■ Required work: Can you copy out, word for word, the stretch of the items below from the line containing "Find the sign" through the line containing "447 230 L 454", both lines included? Leave the pictures out of your copy.

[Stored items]

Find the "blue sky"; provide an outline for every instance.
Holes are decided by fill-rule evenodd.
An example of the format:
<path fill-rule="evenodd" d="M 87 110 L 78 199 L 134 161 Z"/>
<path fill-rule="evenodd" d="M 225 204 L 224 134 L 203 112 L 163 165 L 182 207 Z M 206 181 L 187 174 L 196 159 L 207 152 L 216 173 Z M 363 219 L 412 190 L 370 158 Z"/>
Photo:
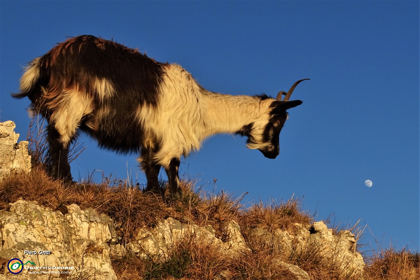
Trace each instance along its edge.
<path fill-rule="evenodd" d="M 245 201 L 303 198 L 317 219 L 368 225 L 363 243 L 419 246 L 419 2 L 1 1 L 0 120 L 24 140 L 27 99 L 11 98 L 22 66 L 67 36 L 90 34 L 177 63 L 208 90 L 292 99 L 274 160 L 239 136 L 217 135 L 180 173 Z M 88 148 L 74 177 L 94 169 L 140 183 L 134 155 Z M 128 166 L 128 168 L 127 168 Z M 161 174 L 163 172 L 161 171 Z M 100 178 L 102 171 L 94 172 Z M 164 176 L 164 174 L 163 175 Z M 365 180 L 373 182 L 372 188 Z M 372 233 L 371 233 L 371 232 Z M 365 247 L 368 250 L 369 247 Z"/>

...

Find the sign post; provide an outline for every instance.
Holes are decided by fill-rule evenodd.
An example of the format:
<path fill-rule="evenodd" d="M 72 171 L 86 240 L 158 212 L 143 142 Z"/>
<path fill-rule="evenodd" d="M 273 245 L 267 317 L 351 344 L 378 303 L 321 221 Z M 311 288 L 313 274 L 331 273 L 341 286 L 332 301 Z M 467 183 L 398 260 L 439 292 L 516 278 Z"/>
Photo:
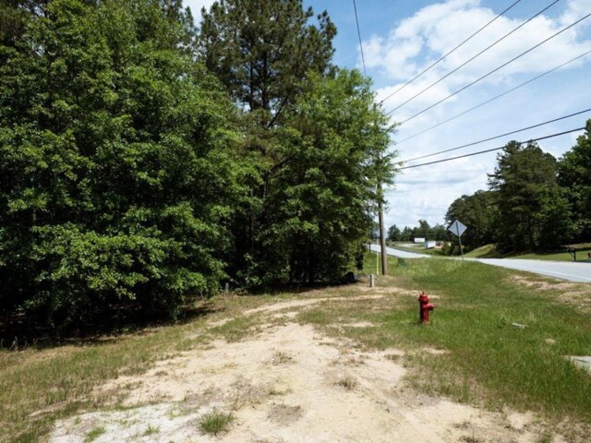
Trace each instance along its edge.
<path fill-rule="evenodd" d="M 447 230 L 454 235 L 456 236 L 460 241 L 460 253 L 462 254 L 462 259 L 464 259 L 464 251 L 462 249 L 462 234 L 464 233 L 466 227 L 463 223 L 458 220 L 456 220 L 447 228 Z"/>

■ Finished answer:
Find the sign post; provide an outline for every instance.
Holes are decided by fill-rule evenodd.
An example of the format:
<path fill-rule="evenodd" d="M 72 171 L 86 240 L 158 212 L 143 142 Z"/>
<path fill-rule="evenodd" d="M 273 245 L 267 317 L 351 344 L 378 303 L 321 221 Z M 311 288 L 313 274 L 331 273 L 341 286 L 332 301 Z M 467 183 L 398 260 L 439 292 L 516 278 Z"/>
Photo:
Trace each instance along its edge.
<path fill-rule="evenodd" d="M 447 230 L 454 235 L 456 236 L 460 241 L 460 253 L 462 254 L 462 259 L 464 259 L 464 251 L 462 249 L 462 234 L 464 233 L 466 227 L 463 223 L 458 220 L 456 220 L 447 228 Z"/>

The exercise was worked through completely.